> _What you need to do_: After locating the line that contains "like (346, 441)." in the records below, write out exactly that line and each line after it through the one that contains "like (447, 718).", and nothing else.

========

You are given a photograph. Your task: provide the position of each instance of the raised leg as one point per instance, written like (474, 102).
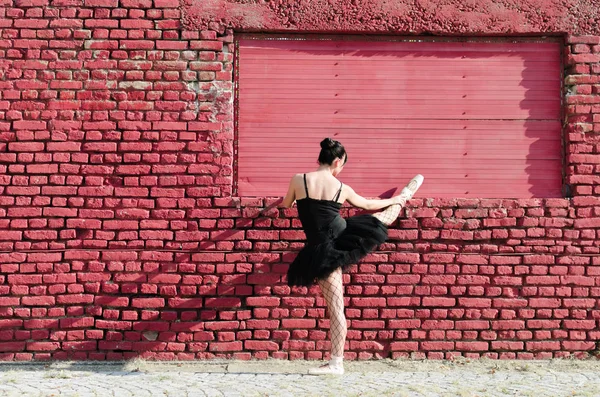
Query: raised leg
(390, 214)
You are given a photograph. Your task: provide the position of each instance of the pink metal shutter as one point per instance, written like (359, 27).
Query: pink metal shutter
(477, 119)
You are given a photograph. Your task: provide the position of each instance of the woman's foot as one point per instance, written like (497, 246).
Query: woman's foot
(410, 189)
(335, 366)
(327, 369)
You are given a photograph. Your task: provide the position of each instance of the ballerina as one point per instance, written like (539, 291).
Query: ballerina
(332, 242)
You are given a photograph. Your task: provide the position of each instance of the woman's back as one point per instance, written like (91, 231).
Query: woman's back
(318, 185)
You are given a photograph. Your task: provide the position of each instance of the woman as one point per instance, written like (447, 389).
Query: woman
(332, 243)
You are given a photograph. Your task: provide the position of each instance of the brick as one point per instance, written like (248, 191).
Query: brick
(146, 303)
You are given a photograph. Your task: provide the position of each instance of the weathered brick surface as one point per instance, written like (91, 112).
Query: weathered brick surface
(119, 235)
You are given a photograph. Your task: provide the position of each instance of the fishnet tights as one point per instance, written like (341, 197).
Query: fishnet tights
(333, 291)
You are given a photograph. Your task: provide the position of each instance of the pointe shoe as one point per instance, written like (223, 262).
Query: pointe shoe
(411, 188)
(327, 369)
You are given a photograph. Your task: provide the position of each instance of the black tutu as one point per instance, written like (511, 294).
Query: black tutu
(340, 243)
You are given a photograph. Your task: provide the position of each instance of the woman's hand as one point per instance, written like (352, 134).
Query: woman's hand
(290, 197)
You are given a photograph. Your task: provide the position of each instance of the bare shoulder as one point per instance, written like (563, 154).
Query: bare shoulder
(296, 178)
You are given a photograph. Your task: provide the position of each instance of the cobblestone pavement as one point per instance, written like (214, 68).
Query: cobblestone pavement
(462, 378)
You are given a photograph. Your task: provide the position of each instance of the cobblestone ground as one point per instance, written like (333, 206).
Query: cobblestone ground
(282, 378)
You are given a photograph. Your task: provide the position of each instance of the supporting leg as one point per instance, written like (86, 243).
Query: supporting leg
(333, 292)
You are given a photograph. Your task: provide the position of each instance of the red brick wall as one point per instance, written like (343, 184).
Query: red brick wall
(119, 236)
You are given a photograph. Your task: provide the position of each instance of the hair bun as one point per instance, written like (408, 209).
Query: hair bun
(327, 143)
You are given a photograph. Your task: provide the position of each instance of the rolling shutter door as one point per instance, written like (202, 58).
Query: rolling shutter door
(477, 119)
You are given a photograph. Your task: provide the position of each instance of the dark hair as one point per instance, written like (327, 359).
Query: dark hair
(331, 150)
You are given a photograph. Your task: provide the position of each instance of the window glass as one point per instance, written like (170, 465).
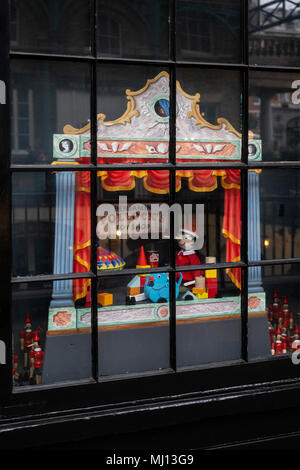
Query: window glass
(48, 345)
(274, 32)
(133, 322)
(48, 100)
(50, 26)
(273, 329)
(208, 317)
(209, 203)
(208, 31)
(274, 115)
(137, 29)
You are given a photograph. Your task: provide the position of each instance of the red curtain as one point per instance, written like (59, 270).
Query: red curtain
(82, 233)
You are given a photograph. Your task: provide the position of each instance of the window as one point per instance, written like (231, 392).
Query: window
(154, 225)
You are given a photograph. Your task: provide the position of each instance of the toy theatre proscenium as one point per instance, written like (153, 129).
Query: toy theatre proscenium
(126, 320)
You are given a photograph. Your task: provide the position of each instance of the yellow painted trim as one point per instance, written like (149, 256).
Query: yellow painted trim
(83, 293)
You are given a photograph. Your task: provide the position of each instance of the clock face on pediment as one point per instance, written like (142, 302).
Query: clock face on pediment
(141, 134)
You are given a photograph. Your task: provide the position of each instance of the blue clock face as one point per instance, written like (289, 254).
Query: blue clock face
(162, 107)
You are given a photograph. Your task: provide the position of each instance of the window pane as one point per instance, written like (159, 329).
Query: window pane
(209, 31)
(208, 315)
(273, 195)
(137, 29)
(50, 223)
(208, 115)
(274, 33)
(274, 114)
(274, 330)
(54, 99)
(133, 320)
(133, 115)
(51, 26)
(48, 345)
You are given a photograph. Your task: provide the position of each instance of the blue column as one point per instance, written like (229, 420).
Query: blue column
(254, 247)
(64, 236)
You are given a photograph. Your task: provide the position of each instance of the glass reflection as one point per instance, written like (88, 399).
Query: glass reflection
(276, 193)
(46, 97)
(276, 332)
(208, 31)
(48, 346)
(208, 318)
(274, 32)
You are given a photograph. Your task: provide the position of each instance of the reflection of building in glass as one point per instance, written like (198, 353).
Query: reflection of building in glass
(274, 28)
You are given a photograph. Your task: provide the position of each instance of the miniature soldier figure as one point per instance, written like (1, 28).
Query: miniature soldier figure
(16, 374)
(26, 338)
(36, 361)
(295, 337)
(271, 332)
(285, 310)
(284, 330)
(273, 348)
(278, 347)
(275, 307)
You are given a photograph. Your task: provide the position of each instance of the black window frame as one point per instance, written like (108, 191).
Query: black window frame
(148, 389)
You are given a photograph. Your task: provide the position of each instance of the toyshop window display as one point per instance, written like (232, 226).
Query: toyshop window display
(139, 29)
(48, 344)
(204, 35)
(274, 114)
(214, 200)
(277, 290)
(208, 125)
(274, 33)
(45, 96)
(54, 27)
(44, 214)
(208, 313)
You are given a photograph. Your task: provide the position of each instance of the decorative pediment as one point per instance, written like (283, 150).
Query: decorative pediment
(141, 134)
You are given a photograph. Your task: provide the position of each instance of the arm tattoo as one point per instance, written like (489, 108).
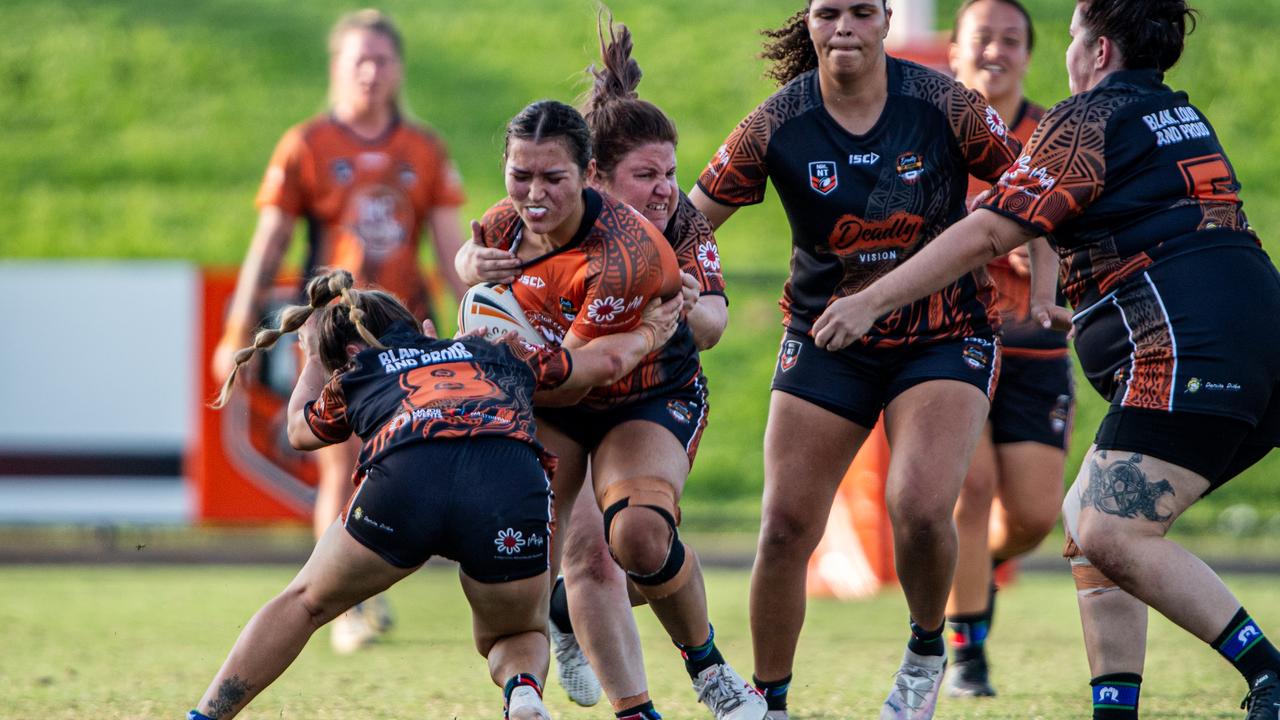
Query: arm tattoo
(231, 693)
(1123, 490)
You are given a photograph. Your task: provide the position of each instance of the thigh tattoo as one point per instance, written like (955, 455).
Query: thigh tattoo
(1123, 490)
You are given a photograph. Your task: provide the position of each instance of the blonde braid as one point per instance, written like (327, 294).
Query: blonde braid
(320, 291)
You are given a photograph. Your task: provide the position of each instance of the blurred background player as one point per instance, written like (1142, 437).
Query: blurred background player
(368, 180)
(871, 156)
(634, 146)
(585, 264)
(1013, 492)
(448, 432)
(1176, 311)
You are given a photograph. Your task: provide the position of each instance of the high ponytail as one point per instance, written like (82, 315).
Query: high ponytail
(618, 119)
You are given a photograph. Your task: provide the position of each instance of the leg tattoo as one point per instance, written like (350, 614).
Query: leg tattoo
(229, 695)
(1123, 490)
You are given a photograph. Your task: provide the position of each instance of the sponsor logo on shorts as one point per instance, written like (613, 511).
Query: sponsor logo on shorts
(789, 355)
(1197, 384)
(680, 411)
(910, 167)
(342, 171)
(977, 352)
(510, 541)
(822, 177)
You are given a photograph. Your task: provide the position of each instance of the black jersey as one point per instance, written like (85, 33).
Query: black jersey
(1121, 177)
(420, 390)
(859, 205)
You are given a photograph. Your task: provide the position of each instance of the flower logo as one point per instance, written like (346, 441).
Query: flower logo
(709, 256)
(510, 541)
(604, 309)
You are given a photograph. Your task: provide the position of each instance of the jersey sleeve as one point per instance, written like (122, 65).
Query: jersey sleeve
(283, 183)
(327, 417)
(1060, 173)
(695, 247)
(737, 174)
(987, 145)
(499, 226)
(551, 365)
(635, 265)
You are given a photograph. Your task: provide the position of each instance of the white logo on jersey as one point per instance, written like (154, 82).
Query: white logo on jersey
(709, 256)
(604, 309)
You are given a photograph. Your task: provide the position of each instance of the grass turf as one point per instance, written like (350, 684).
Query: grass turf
(144, 642)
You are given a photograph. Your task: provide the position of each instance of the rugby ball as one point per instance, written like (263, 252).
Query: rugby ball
(494, 306)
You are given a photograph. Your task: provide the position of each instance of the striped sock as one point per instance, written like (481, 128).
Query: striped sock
(1244, 646)
(700, 656)
(968, 636)
(775, 691)
(927, 642)
(1115, 696)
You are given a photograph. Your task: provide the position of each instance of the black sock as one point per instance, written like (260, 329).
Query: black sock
(702, 656)
(927, 642)
(1115, 696)
(560, 606)
(775, 691)
(644, 711)
(968, 636)
(1244, 646)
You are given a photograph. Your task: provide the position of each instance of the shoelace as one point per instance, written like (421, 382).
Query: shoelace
(720, 695)
(915, 683)
(1260, 697)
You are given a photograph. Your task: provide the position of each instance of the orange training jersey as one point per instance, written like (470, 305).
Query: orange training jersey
(364, 200)
(1013, 290)
(597, 285)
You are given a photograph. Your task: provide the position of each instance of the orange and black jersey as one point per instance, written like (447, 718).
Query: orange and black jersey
(859, 205)
(364, 200)
(1121, 177)
(1014, 290)
(693, 238)
(599, 283)
(420, 390)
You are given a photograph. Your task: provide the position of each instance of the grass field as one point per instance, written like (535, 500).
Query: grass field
(132, 128)
(132, 643)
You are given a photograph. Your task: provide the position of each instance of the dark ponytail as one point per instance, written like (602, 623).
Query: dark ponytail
(618, 119)
(1150, 33)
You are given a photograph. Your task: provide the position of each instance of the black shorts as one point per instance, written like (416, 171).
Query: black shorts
(484, 502)
(682, 411)
(1034, 399)
(1182, 343)
(858, 382)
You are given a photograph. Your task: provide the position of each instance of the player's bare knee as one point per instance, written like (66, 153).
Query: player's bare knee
(784, 532)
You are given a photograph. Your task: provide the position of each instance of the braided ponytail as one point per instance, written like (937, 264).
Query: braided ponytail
(320, 291)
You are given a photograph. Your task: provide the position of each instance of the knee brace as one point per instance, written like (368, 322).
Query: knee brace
(1088, 579)
(658, 496)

========

> _Response to this exercise_:
You are given a photograph. Your task: provide the position of each instance of the flower logo as one point per instance, written like (346, 441).
Query: flower logo
(709, 256)
(510, 541)
(604, 309)
You are given a photograph. Your task: provide the position of each instance of the jersey sleeve as one point per instance, written like (122, 65).
Query: jersey sleeve
(283, 183)
(327, 417)
(1060, 173)
(695, 247)
(737, 174)
(987, 145)
(499, 226)
(551, 365)
(635, 265)
You are given a photograph. Your task: provide the position of each instance of the white logo on jersey as one point per instance, written like (154, 82).
Query: white logo on jersey
(709, 256)
(604, 309)
You are given a photograph. Your task: provide the position of each instance of the grass turf as one point per instance, written like (350, 684).
Query: grass turf
(144, 642)
You are given a photograph. Your task: provide the position of each instance of the rugby ball as one point per instance, written like (263, 252).
Query: rugby ball
(494, 306)
You are given a photograph. Your task: provide the position of each instance of the striped sock as one point per instance, written like (481, 128).
Query: striped sock
(1244, 646)
(700, 656)
(968, 636)
(775, 691)
(927, 642)
(1115, 696)
You are given a photograph. Your task: provide the position of each instance of the black sock as one point per instance, written like (260, 329).
Query: black sock
(702, 656)
(927, 642)
(1115, 696)
(560, 606)
(775, 691)
(644, 711)
(968, 636)
(1244, 646)
You are given a photograph. Your task: provide the position of each instance of the shoelace as one point per instance, written like (421, 382).
Query: shoelace
(720, 695)
(915, 683)
(1260, 697)
You are given a photograph. Your task: provide the position of each instance of the orange training jersey as one point per instance, written like (470, 305).
Query: orange training jersey
(364, 200)
(1013, 290)
(597, 285)
You are given a photograph. Your task: provide the position of each instance of the orange and black jersey as one point per instance, written like (447, 718).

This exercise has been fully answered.